_Task brief_.
Copy out the material word for word, starting at the line that contains "Batch job #47 — class: man's head." and ending at the line that contains "18;0;500;25", with both of those lines included.

_Provided entries_.
= = = = = = =
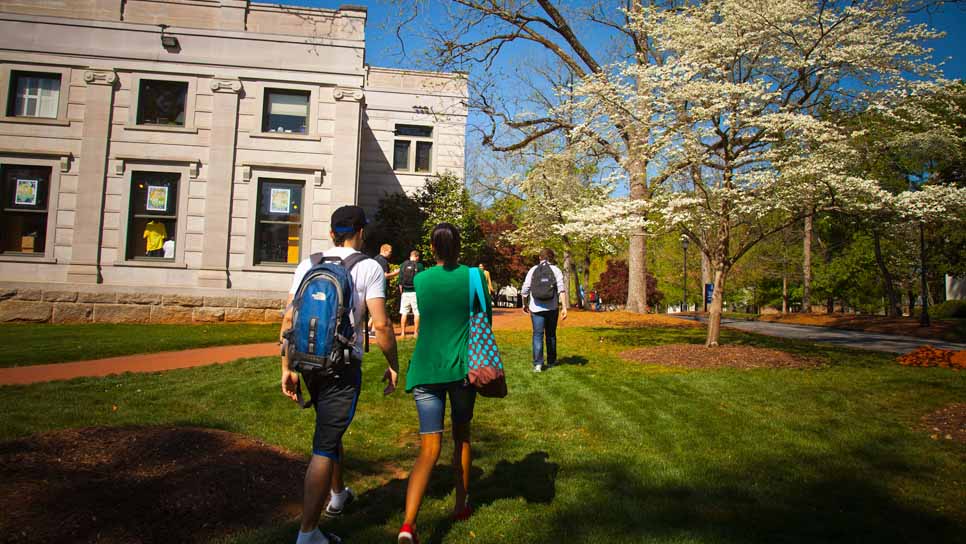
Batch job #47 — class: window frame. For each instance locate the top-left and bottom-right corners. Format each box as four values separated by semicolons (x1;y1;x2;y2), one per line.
= = = = = = =
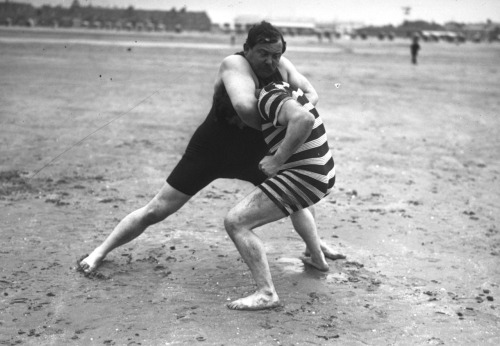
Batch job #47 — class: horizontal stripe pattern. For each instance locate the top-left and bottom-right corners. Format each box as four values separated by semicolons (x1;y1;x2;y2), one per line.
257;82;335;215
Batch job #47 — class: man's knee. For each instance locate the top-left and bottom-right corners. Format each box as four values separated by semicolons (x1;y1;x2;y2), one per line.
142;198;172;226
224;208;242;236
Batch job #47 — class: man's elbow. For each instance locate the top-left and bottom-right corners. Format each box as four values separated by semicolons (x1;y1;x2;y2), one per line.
= = = = = = =
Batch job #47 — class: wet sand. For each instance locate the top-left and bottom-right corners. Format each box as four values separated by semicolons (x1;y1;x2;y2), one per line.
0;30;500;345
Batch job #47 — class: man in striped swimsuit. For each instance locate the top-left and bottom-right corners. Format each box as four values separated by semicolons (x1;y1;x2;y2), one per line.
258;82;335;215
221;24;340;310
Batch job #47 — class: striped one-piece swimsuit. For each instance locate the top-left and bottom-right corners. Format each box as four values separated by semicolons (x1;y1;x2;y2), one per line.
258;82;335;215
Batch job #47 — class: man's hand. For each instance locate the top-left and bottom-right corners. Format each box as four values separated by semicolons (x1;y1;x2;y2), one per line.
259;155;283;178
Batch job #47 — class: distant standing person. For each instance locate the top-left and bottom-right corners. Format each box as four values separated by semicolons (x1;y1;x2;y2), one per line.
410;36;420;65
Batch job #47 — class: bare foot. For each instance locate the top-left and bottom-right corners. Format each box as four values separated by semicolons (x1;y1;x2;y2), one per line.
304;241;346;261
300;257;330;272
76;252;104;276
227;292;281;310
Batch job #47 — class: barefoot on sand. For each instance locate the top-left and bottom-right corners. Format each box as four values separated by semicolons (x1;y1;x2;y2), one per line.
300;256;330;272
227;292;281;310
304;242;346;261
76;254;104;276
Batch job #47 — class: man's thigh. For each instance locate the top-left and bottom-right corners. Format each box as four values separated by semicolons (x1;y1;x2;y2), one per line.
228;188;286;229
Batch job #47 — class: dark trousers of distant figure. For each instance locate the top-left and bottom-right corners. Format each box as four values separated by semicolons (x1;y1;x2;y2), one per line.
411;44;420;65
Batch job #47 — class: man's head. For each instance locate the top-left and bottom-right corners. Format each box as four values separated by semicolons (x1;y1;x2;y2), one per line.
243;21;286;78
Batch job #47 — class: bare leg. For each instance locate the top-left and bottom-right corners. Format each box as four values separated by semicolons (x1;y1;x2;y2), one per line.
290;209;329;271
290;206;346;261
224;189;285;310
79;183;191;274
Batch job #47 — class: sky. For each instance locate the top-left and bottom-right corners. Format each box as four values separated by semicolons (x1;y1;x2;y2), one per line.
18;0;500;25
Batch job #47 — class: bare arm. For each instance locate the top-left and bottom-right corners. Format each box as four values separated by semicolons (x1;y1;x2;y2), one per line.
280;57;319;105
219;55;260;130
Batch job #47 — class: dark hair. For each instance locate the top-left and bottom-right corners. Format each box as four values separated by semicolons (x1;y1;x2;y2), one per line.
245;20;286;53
= = = = = = =
_Right answer_.
Batch job #47 — class: man's head. For each instance locate the top-left and bottom-right corners. Format each box as four values separated by semicolons (x1;y1;x2;y2), one per line.
243;21;286;78
Batch job #47 — class: bare leg. For each instance locate the top-left and bottom-right corners. Format each box as four values separated by semicolons (x1;y1;x2;y2), one per line.
290;209;329;271
290;206;346;261
224;189;285;310
79;183;191;274
Batch job #47 — class: sky. For each instance locate the top-left and bottom-right corners. Format each box as four values separated by semicolons (x1;y1;x2;y2), one per line.
18;0;500;25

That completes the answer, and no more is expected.